◆ Extracted records:
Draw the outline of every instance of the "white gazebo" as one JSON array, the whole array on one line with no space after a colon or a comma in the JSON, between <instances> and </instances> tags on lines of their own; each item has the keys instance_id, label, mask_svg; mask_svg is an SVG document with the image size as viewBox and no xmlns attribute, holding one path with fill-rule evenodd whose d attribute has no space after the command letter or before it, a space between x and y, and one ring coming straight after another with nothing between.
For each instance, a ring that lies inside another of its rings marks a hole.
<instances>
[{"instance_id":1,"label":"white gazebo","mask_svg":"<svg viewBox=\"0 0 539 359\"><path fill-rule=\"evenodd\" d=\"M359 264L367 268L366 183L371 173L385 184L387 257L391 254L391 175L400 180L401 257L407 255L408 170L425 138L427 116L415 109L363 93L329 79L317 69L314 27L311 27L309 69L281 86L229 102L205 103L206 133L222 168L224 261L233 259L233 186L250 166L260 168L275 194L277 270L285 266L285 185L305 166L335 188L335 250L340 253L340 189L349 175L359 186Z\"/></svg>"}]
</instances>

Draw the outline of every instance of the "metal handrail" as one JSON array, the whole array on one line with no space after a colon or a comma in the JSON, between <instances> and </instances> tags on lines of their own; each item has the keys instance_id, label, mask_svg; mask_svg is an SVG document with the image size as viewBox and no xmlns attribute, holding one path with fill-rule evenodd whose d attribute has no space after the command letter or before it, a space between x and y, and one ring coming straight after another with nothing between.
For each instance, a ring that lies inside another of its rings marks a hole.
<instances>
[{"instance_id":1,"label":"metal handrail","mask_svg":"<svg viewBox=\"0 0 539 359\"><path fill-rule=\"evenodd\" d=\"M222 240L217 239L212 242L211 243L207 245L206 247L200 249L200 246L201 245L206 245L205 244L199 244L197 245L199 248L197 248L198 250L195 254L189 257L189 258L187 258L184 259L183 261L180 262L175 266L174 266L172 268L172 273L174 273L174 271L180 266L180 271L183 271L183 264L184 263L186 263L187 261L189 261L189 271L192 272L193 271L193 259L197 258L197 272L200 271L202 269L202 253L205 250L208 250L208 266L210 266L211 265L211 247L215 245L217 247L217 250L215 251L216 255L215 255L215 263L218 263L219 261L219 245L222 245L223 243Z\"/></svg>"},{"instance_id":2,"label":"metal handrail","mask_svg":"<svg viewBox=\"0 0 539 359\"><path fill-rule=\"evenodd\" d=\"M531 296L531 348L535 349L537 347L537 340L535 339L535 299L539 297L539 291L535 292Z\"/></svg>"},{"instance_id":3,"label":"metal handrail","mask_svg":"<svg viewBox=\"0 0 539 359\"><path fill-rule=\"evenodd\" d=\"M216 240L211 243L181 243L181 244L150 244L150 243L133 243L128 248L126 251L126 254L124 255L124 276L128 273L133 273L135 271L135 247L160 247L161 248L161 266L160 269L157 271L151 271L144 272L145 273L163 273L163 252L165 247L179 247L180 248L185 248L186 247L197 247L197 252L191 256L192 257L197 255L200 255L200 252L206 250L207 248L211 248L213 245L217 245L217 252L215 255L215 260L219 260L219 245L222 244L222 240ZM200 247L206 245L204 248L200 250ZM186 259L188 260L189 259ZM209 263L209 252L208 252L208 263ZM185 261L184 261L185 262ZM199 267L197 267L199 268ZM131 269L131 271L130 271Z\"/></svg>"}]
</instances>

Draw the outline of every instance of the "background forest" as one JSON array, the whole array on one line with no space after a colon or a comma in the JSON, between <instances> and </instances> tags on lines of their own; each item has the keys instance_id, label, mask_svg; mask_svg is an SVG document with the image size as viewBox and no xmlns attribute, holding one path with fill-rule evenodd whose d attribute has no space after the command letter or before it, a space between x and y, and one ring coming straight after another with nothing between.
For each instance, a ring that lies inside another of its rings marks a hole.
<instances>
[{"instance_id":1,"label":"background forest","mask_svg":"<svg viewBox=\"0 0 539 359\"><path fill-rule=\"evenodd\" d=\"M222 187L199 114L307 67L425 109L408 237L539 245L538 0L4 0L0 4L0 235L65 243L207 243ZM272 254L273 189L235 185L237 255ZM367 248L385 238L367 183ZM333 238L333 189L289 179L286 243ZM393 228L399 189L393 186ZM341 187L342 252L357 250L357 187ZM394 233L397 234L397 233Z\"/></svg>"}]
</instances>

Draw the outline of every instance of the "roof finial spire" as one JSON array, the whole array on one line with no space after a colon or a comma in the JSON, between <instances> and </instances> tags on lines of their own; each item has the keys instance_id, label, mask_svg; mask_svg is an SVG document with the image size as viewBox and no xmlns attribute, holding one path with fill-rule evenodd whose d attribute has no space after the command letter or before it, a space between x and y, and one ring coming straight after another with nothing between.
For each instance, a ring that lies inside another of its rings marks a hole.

◆ Your instructions: Repeat the listing above without any change.

◆ Response for this exercise:
Draw the outline of every instance of the "white gazebo" as one JSON array, the whole array on one line with no space after a colon or a comma in the JSON, between <instances> and </instances> tags on lines of their own; each item has the keys instance_id, label, mask_svg; mask_svg is an SVG document with the image size as viewBox and no xmlns attribute, holding one path with fill-rule evenodd whose d attribute has no space after the command letter or before it, a space between x and y, and one ring coming straight after another with nothing between.
For each instance, a ring that lies inside another of its rings marks a hole.
<instances>
[{"instance_id":1,"label":"white gazebo","mask_svg":"<svg viewBox=\"0 0 539 359\"><path fill-rule=\"evenodd\" d=\"M359 264L367 268L366 183L371 173L385 184L387 257L391 254L391 175L400 180L401 257L407 255L408 170L425 138L427 116L415 109L363 93L329 79L317 69L314 27L311 27L309 69L281 86L229 102L205 103L206 133L222 168L224 261L233 259L233 186L250 166L260 168L275 194L277 270L285 266L285 185L305 166L335 188L335 250L340 253L340 189L349 175L359 186Z\"/></svg>"}]
</instances>

Draw the outline of every instance of the "metal handrail" as one JSON array, the whole array on one line with no space after a colon or a comma in the JSON, between <instances> and </instances> tags on lines of their own; each item has the keys instance_id, label, mask_svg; mask_svg is an SVG document with the image size as viewBox and no xmlns attribute, holding one path with fill-rule evenodd whose d attribute has no space after the command letter or before it, a space between x and y, and one ring coming straight after another with nothing between.
For each instance, a ring that lies inside another of its rings marks a hole.
<instances>
[{"instance_id":1,"label":"metal handrail","mask_svg":"<svg viewBox=\"0 0 539 359\"><path fill-rule=\"evenodd\" d=\"M222 240L217 239L212 242L211 243L207 245L206 247L200 249L200 246L201 245L206 245L205 244L199 244L197 245L199 248L197 248L198 250L195 254L189 257L189 258L187 258L184 259L183 261L180 262L175 266L174 266L172 268L172 273L174 273L174 271L180 266L180 271L183 271L183 264L184 263L186 263L187 261L189 261L189 271L192 272L193 271L193 259L197 258L197 272L200 271L202 269L202 253L205 250L208 250L208 266L210 266L211 265L211 247L215 245L217 247L217 250L215 251L216 255L215 255L215 263L218 263L219 261L219 245L222 245L223 243Z\"/></svg>"},{"instance_id":2,"label":"metal handrail","mask_svg":"<svg viewBox=\"0 0 539 359\"><path fill-rule=\"evenodd\" d=\"M531 296L531 348L535 349L537 347L537 340L535 339L535 299L539 297L539 291L535 292Z\"/></svg>"},{"instance_id":3,"label":"metal handrail","mask_svg":"<svg viewBox=\"0 0 539 359\"><path fill-rule=\"evenodd\" d=\"M216 240L211 243L181 243L181 244L150 244L150 243L133 243L128 248L126 251L126 254L124 255L124 276L128 273L133 273L135 271L135 247L160 247L161 248L161 266L160 269L157 271L151 271L144 272L145 273L163 273L163 252L165 247L179 247L180 248L185 248L186 247L197 247L197 252L191 256L192 257L197 255L200 255L200 252L206 250L207 248L211 248L213 245L217 245L217 252L215 255L215 260L219 260L219 245L222 244L222 240ZM200 247L206 245L204 248L200 250ZM186 259L188 260L189 259ZM209 263L209 252L208 252L208 263ZM185 261L184 261L185 262ZM199 267L197 267L199 268ZM131 269L131 271L130 271Z\"/></svg>"}]
</instances>

Draw the outline of every instance of the "background forest" as one JSON array, the whole array on one line with no space after a colon or a comma in the JSON, between <instances> and </instances> tags on lines of their own; each item has the keys instance_id, label, mask_svg; mask_svg is an SVG document with the image size as viewBox and no xmlns attribute, holding one path with fill-rule evenodd whose d attribute has no space after the command letter or before it, a space between x and y, and one ring coming straight after another with nothing between.
For each instance, a ring that lies inside another of its rings marks a hole.
<instances>
[{"instance_id":1,"label":"background forest","mask_svg":"<svg viewBox=\"0 0 539 359\"><path fill-rule=\"evenodd\" d=\"M222 187L199 114L307 67L425 109L408 237L539 245L538 0L4 0L0 4L0 235L65 243L207 243ZM272 254L273 189L235 185L237 255ZM367 248L385 238L367 183ZM333 238L333 189L289 179L286 243ZM393 228L399 189L393 186ZM341 187L342 252L357 250L357 187ZM394 233L397 234L397 233Z\"/></svg>"}]
</instances>

Draw the outline of every instance of the "roof finial spire" as one JSON array, the whole array on one line with no space after a colon or a comma in the JSON, between <instances> and </instances> tags on lines of their own; each item has the keys instance_id, label, mask_svg; mask_svg is an SVG document with the image size as viewBox and no xmlns attribute, holding one path with fill-rule evenodd whose d attribute has no space after the command letter or before it, a space between x and y, and one ring coming straight after another with nothing between.
For each instance, a ring that lies inside another of its rings marks a hole.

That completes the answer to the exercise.